Set exercise: Images should be left out, and everything else in the listing reproduced exactly.
─── Exercise data ───
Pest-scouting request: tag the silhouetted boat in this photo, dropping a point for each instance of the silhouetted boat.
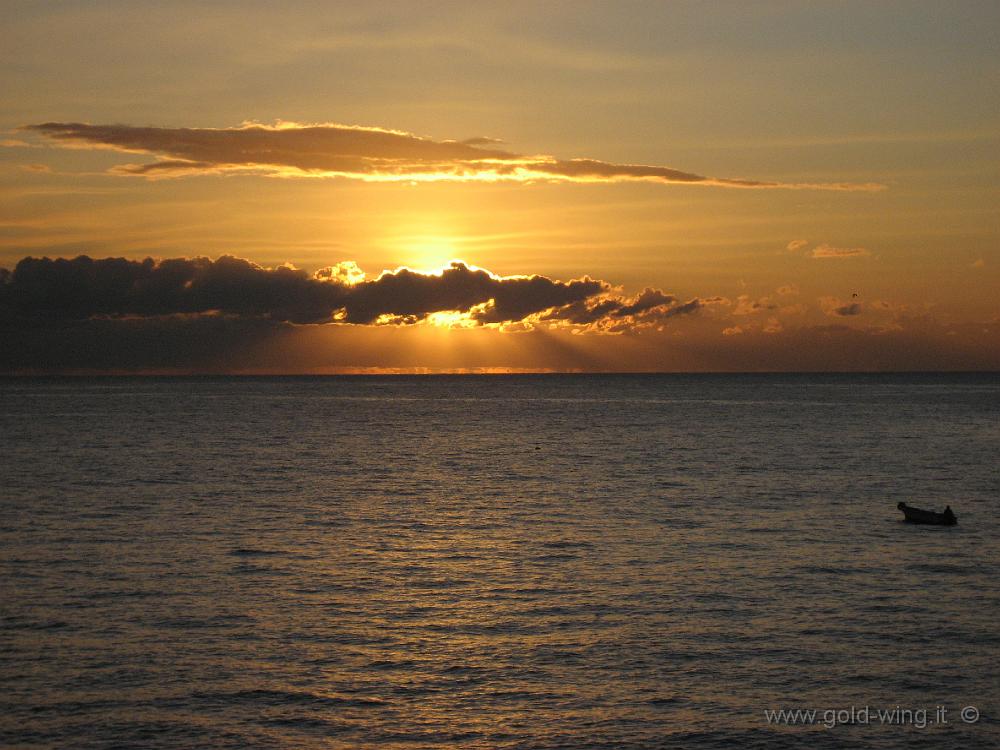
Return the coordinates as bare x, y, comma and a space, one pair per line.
917, 515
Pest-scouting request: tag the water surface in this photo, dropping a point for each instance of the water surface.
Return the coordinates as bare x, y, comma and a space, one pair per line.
502, 562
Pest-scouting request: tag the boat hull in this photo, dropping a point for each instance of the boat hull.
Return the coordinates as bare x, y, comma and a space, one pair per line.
930, 517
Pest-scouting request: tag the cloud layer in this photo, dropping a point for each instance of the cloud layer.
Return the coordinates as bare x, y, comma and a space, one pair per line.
333, 150
41, 290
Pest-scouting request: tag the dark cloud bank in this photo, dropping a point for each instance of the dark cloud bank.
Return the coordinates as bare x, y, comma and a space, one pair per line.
229, 314
43, 290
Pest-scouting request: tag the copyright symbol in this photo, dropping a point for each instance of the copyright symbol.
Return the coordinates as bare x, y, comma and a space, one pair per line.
970, 714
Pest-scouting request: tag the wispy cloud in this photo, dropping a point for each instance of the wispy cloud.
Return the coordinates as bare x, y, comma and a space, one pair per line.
826, 251
366, 153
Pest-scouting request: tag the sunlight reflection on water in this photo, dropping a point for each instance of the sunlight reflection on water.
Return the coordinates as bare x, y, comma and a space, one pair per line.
531, 562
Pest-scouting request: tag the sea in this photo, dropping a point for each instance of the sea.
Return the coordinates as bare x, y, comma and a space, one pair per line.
523, 561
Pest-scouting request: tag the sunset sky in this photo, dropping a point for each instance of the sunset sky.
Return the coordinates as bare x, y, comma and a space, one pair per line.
367, 187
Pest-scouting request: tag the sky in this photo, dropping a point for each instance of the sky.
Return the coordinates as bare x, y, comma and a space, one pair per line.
475, 187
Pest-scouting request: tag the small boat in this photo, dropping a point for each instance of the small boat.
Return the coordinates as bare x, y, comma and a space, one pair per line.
916, 515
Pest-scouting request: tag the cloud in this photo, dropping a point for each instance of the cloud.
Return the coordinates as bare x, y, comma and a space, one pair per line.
44, 291
364, 153
837, 308
826, 251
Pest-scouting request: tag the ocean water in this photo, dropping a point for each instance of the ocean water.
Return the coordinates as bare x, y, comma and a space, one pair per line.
499, 562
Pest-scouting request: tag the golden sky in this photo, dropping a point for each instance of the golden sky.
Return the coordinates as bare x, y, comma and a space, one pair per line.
624, 186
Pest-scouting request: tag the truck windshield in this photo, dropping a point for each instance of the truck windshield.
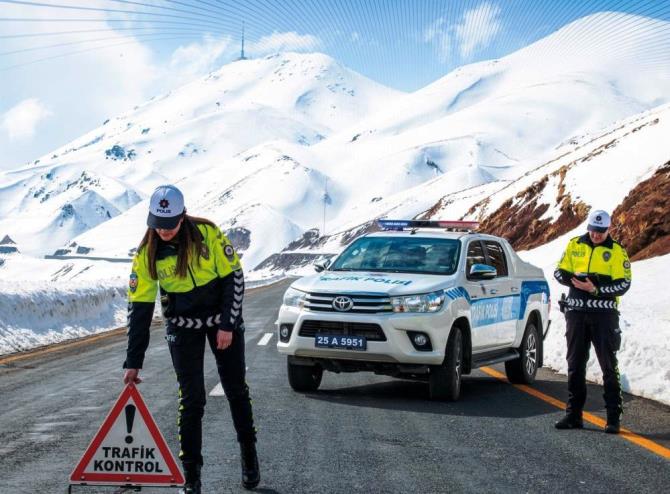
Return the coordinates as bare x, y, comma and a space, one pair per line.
400, 255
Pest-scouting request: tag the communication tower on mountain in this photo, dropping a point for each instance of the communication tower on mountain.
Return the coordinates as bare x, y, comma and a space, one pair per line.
242, 57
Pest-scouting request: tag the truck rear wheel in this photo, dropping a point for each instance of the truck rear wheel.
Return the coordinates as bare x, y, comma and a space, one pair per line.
444, 381
523, 369
304, 377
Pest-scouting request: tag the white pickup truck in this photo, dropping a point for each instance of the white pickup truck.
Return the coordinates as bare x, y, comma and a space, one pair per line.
427, 300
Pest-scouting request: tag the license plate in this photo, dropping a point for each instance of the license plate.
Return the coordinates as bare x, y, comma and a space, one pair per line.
345, 342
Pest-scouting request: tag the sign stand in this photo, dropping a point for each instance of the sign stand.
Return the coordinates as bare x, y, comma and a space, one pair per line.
128, 450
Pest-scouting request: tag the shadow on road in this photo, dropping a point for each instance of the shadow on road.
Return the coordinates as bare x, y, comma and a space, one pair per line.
480, 397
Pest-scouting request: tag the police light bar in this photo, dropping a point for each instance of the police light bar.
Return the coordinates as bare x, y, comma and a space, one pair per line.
400, 225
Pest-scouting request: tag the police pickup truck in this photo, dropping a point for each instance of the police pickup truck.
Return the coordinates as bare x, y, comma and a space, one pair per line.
427, 300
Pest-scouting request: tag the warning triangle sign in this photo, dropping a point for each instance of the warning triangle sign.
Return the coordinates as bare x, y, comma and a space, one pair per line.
128, 449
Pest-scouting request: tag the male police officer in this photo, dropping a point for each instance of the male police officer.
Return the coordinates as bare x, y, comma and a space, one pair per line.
597, 270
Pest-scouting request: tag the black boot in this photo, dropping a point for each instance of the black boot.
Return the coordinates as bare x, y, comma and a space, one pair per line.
613, 423
192, 476
251, 474
570, 421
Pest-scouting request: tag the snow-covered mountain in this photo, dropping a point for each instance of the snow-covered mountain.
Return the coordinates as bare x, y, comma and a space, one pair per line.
273, 148
199, 128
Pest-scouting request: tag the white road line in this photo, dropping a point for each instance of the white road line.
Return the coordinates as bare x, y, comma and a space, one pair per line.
───
The output:
Pest-scouting request: tag the silhouetted boat in this photo, dropping a point for each instance of the silhouetted boat.
Return the coordinates as bare x, y, comma and a space, one pair per line.
917, 515
Pest-scouting request: tag the water surface in this photo, dropping a point for each instance of the water surface.
Return the coordinates as bare x, y, comma and a space, one pair per line.
502, 562
Pest-scouting request: tag the boat hull in this photo, dropping a point for each instance of the boat hull.
Return the coordinates as bare x, y, comma and a space, one pair per line.
930, 517
Pest-scouting request: tag the cloud layer in this photo, dropping a point for each instance of the cloud layer.
Return the coordinates as bare x, y, comma and a space, one pair per line.
333, 150
41, 290
Pest-scouting request: tag the dark cloud bank in this photo, dropping a point for each instance of the dark cloud bank.
Return the coordinates as bare x, y, comma and a space, one pair per line.
229, 314
43, 290
Pest-scouting request: tag the copyright symbol in this photo, dropping a point for each instance of the copyright symbol.
Return the coordinates as bare x, y, comma and a space, one pair per line.
970, 714
Pest-scouting request: tag the wispy cloud in this photo, dropping a point for each instance of the wispy cloud.
Return the coordinates as bare x, y, comma and a space, one pair per line.
826, 251
366, 153
Pest-scouting request: tag the sunlight reflection on water in this photo, dropping a point for each instance of the sunlight reflection on water.
Return the coordinates as bare x, y, comma and a space, one pair per line.
531, 562
Pest-scouting request: tag the sea in this photo, dropping a point for each instance of the sea.
Return the coordinates as bare x, y, comma and a space, one pair per line.
523, 561
Pest-scouting request: tag the sunset sky in this photo, dropping a point for each instance of the sunset sky.
Return the coordinates as bare x, y, comma and a space, one pair per line.
367, 187
Pest-scouting request: tag the sky in this photo, dropping a point for each instance of the sky.
Return the coordinates as bare x, y, comma and a space, one pair per line.
475, 187
Pest-scouting request: tag the small boat in this photo, dropping a point for each instance of the small boat.
Return the coordinates as bare x, y, comma and a space, one pair per line.
916, 515
Pest-scouting request: tag the cloud in this photo, dropping a point for each instance of the cloud.
Return the coordinates as bare x, y, comma and a space, one pair per line.
44, 291
364, 153
837, 308
826, 251
Pest-scouting request: tag the ocean water in this photo, dropping a point for each instance of the ocean water.
Return the coordinates as bare x, y, comma and a space, one pair per line.
499, 562
Pest-scouting request: tag the golden sky in this photo, dropping a point for each instance of the golden sky.
Return the coordinates as bare x, y, comma and a space, one pair per line.
624, 186
Pest-scouting request: tag the truck windshield in this photo, dropping a point for each instance of the truck windshield.
Return the coordinates as bare x, y, comma and a space, one pair per line.
400, 255
Pest-scouting request: tag the communication tower on mountain in this photo, dropping a point for each instance of the communication tower on mountain.
Return the coordinates as bare x, y, comma and a space, one pair per line.
242, 57
Pest-scouting request: tag the truck rear wheel in this photo, dropping a point for each instance of the truck rear wheel.
Return the coordinates as bare x, y, comma and a space, one pair per line.
444, 381
523, 369
304, 377
Pest-scouting request: tag the white pickup truck in this photo, dropping a point for each instance of the white pickup truck.
Return the coordinates as bare x, y, comma and a space, one pair per line.
427, 300
Pest-scouting request: tag the license plate in this photo, dropping a point for each instance of the license plate.
Return the coordinates as bare x, y, comma and a space, one pair per line.
345, 342
Pest-scouting request: tag the sign stand in this photo, dropping a point for each instance of the sign stand.
Return the coordinates as bare x, y, comma and a space, one pair per line.
128, 450
Pest-scouting request: tag the shadow on road in this photo, dropping a point for each instance of the shadow on road.
Return the coordinates as bare x, y, comma and a space, one pair per line.
480, 397
Pest-scouting request: tag the police light bar in this photo, dropping a point for each instance of the police light bar.
Return the coordinates as bare x, y, comma and a space, one pair per line.
400, 225
Pest-scouting request: tag the police pickup truck in this photo, dropping a point for each instance of the police pickup truck.
Return the coordinates as bare x, y, comma and a space, one pair per line.
427, 300
Pest-scouting request: tag the warning triangle sign in this photo, dropping a point for each instance of the warning triangle sign.
Return the coordinates as bare x, y, comma and a space, one pair per line.
128, 449
Pest-scouting request: tag the male police officer in this photo, dropping a point for each instance of the male police officer.
Return the coordinates as bare x, y, comma and a space, one pair per line.
597, 270
Pest-scouting request: tag the black boot in this photo, dropping a point for each instance of the black boot.
Return the coordinates as bare x, y, comma and a space, one pair per line.
613, 423
192, 476
251, 474
570, 421
Pest-scouting request: tag the snow-covered mountain in this photo, dropping a point for each instance of the snow-covered mountain.
Return the coordinates as bare x, y, comma and a space, one pair per line.
273, 148
199, 128
Pest-scouting request: tag the white road line in this photo, dropping a point for each instance of the white road line.
Return the coordinates as bare x, y, comma and a space, one pair per line.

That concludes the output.